Dataset rows showing where objects appear
###
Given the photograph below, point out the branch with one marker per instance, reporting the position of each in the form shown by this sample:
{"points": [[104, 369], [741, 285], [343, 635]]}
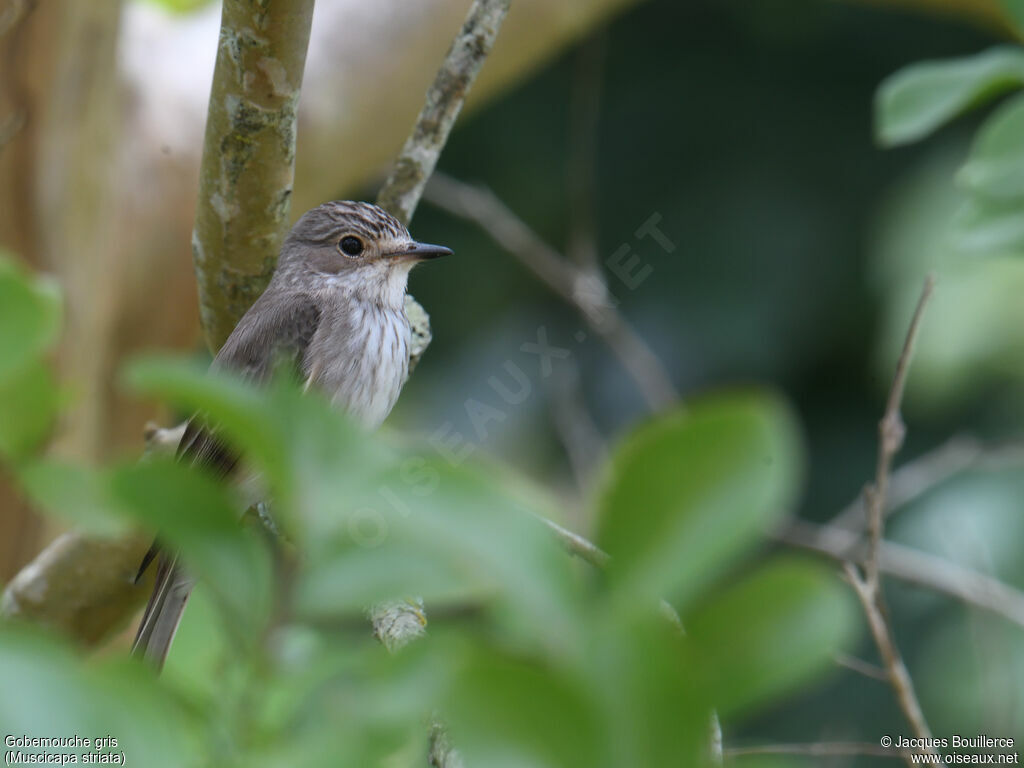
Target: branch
{"points": [[910, 565], [867, 585], [581, 437], [248, 164], [891, 434], [816, 750], [582, 289], [914, 478], [403, 187]]}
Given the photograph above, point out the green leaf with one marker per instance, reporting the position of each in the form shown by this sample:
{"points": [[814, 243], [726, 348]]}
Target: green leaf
{"points": [[653, 713], [1014, 10], [770, 633], [688, 493], [78, 495], [180, 6], [991, 228], [196, 514], [995, 165], [30, 317], [920, 98], [29, 400], [49, 692], [507, 712]]}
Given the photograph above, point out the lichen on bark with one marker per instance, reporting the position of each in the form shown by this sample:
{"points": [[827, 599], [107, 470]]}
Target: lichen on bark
{"points": [[248, 165]]}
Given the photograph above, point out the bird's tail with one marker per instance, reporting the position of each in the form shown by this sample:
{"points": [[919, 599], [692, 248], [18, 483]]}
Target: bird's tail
{"points": [[163, 613]]}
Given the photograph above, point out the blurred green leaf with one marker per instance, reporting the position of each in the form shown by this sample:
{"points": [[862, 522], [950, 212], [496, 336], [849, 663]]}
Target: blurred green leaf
{"points": [[995, 165], [49, 692], [1014, 10], [75, 494], [506, 712], [180, 6], [923, 96], [30, 316], [769, 633], [29, 401], [653, 712], [990, 228], [692, 489], [195, 513], [420, 526]]}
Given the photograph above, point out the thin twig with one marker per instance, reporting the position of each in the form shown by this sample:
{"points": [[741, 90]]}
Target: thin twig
{"points": [[916, 477], [587, 292], [403, 187], [899, 676], [860, 667], [578, 545], [867, 585], [891, 434], [818, 750], [911, 565]]}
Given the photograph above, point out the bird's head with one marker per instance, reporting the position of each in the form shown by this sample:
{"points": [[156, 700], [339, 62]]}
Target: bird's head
{"points": [[357, 246]]}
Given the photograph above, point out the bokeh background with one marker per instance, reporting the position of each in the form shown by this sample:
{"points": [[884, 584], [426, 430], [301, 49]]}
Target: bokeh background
{"points": [[800, 249]]}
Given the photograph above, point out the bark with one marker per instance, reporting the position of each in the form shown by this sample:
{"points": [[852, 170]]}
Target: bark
{"points": [[248, 166], [445, 96]]}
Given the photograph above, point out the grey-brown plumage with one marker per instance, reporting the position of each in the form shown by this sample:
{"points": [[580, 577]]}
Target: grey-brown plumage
{"points": [[334, 309]]}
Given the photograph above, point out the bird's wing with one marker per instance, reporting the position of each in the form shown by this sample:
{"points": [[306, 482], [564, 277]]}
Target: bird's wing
{"points": [[263, 339], [273, 334]]}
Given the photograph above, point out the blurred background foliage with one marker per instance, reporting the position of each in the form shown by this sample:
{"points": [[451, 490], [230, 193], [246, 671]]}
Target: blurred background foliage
{"points": [[800, 248]]}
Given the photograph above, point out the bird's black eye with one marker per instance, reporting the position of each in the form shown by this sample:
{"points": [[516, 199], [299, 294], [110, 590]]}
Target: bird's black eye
{"points": [[350, 246]]}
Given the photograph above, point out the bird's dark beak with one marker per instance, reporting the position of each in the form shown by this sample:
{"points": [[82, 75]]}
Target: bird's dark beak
{"points": [[424, 251]]}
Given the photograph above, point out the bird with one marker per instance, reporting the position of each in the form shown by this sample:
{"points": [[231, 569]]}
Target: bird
{"points": [[334, 310]]}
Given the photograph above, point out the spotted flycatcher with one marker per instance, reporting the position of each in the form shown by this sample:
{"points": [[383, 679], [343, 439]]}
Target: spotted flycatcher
{"points": [[335, 308]]}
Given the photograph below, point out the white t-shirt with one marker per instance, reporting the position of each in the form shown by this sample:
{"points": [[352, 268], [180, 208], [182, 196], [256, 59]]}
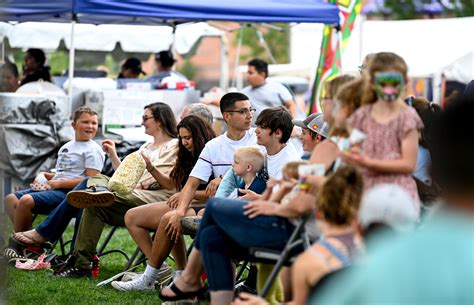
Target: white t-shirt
{"points": [[217, 156], [270, 94], [74, 157], [276, 162]]}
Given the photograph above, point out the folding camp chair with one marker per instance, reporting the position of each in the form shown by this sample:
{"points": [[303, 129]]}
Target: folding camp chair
{"points": [[297, 243]]}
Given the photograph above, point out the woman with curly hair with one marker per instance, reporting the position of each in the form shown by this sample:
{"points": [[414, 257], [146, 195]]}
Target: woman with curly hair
{"points": [[194, 133]]}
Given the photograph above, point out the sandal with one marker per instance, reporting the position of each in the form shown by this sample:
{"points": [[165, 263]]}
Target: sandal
{"points": [[180, 295], [26, 240], [92, 197]]}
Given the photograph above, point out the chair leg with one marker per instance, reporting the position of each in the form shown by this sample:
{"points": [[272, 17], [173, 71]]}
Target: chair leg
{"points": [[243, 267]]}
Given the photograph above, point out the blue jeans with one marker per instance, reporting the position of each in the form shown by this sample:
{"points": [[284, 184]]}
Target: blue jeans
{"points": [[57, 221], [45, 201], [225, 233]]}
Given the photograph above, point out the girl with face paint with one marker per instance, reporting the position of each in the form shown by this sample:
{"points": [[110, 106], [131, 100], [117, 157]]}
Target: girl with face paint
{"points": [[389, 153]]}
###
Short problem:
Please copy out, word for word, the part of the listing that opens with the line containing "Given the photograph above, point out the woman" and runs through the final line of the listing, with both ends included.

Exercise response:
Given the photograph above, point out the woman with curly hair with one marker per instance, reporting the position of each in the form shown by this sample:
{"points": [[414, 257], [146, 195]]}
Target: woman with curly hair
{"points": [[194, 133]]}
Given the photograph above, point out the sandal with one marker per instance, reporting the position of each in the form shown by this sample:
{"points": [[165, 263]]}
Target: sandal
{"points": [[180, 295], [26, 240], [92, 197]]}
Given the photograph above, point out the chair leg with one marker per instance, reporting the position of each in the form shown by this sample:
{"points": [[272, 17], [173, 71]]}
Target: chair leg
{"points": [[243, 267]]}
Given the photograph above, point out the blue jeans with one marker per instance, reporting the position of each in the form shown by this sample:
{"points": [[284, 184]]}
Target: blue jeans
{"points": [[57, 221], [45, 201], [225, 233]]}
Given the photograph above, point out the girl with face paint with one marker per instance, reporting the position of each in the form shown by this sample:
{"points": [[110, 106], [131, 100], [117, 157]]}
Target: girl with face paint
{"points": [[389, 153]]}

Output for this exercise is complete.